── Excerpt provided

What did @weightdoc actually say?
The creator walked through phentermine's history, mechanism, side effect profile, and its relationship to the banned fen-phen combination. The core claims: phentermine was FDA approved in 1959, it works as a sympathomimetic appetite suppressant similar to ADHD medications, it carries cardiovascular and psychiatric side effects, and it was only half of fen-phen. Critically, they stated that "the part that was responsible for the heart valve damage was the fenfluramine, not the phentermine." This is a lot of ground covered in a short video, and most of it holds up reasonably well.
The creator also noted that phentermine is a controlled substance, which complicates telehealth prescribing, and that it is generic and therefore relatively affordable. These are practical, accurate observations that are often left out of more clinical discussions.
Does the science back this up?
Largely yes, with a few areas worth scrutinizing more carefully. The 1959 FDA approval date is accurate. Phentermine's mechanism as a sympathomimetic amine that releases norepinephrine in the hypothalamus, suppressing appetite and increasing energy expenditure, is well established. The side effect list the creator gave, including anxiety, insomnia, hypertension, palpitations, and headache, matches what controlled trials and post-market surveillance have documented consistently.

────
── Data for analysis

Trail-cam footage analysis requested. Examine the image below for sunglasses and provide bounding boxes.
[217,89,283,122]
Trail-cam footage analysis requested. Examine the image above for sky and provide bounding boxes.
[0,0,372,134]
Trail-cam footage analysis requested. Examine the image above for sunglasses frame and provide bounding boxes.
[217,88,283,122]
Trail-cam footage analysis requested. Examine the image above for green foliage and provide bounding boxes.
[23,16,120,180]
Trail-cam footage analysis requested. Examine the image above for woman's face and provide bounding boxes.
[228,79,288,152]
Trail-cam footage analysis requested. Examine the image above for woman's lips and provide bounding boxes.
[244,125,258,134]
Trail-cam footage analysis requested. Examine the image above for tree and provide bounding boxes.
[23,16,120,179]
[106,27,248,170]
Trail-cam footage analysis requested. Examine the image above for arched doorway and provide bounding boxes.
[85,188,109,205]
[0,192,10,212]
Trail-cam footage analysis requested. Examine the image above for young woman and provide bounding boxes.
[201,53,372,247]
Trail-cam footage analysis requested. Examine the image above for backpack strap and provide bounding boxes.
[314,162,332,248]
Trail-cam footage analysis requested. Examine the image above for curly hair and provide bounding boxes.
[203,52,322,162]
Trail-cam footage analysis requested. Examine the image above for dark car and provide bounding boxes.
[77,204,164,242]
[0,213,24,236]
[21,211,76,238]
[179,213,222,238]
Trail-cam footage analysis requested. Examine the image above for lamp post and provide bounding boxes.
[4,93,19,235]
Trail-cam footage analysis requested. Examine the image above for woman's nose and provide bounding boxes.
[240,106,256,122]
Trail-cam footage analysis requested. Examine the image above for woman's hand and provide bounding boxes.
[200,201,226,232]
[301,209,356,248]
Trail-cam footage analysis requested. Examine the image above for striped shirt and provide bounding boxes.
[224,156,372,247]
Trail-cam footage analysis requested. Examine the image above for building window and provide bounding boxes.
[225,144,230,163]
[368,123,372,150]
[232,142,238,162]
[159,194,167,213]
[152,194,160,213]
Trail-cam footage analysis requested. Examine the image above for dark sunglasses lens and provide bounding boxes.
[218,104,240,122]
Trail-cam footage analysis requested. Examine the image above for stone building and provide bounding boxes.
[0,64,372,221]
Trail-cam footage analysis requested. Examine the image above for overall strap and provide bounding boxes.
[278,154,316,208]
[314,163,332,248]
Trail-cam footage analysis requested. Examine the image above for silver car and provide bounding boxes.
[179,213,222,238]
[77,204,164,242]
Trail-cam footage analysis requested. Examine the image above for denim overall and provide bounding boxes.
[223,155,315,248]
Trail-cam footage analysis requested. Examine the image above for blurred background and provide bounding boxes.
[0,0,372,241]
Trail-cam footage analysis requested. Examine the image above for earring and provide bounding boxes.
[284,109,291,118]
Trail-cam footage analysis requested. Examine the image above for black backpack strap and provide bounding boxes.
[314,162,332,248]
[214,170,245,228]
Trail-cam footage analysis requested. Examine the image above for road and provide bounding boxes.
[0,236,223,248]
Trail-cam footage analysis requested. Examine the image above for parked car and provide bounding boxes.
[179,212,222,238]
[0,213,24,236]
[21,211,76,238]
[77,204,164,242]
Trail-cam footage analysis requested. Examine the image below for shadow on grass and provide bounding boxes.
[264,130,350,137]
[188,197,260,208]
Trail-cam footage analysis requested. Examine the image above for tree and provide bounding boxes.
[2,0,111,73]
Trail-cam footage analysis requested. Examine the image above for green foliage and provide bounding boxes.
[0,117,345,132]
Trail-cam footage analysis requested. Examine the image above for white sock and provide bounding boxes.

────

_Work item 1_
Answer these questions from the phentermine fact-check:
(a) In what year was phentermine approved by the FDA?
(b) Which half of fen-phen did the creator identify as responsible for the heart valve damage?
(c) What property of phentermine complicates telehealth prescribing?
_Work item 2_
Go on with the phentermine fact-check, starting after its final sentence.

_Exercise response 1_
(a) 1959
(b) Fenfluramine
(c) It is a controlled substance.

_Exercise response 2_
On the fen-phen question, the science does support the creator's framing. The 1997 withdrawal of fenfluramine and dexfenfluramine was driven by echocardiographic findings of valvular abnormalities, not by phentermine data. Connolly et al. (1997, NEJM) identified cardiac valve disease in 24 of 24 patients who had taken fen-phen, with the serotonergic activity of fenfluramine implicated as the mechanism. Phentermine, which does not have significant serotonergic activity, was not found to independently cause valvular damage in that analysis.
Where the picture gets more complex is cardiac risk more broadly. Phentermine is not cardiac-neutral in all populations. Studies such as Weissman et al. (1998, NEJM) specifically examined valve regurgitation in fen-phen users, and while fenfluramine drove the signal, phentermine monotherapy data on long-term cardiac outcomes remain limited given its Schedule IV status has historically constrained long-duration trials.
What did they get wrong (or right)?
They got the fen-phen split right, and credit is due for being specific about it rather than vague. Too many clinicians conflate the two, and patients who hear "phentermine" often panic unnecessarily because of the fen-phen association. Clearing that up with accuracy matters.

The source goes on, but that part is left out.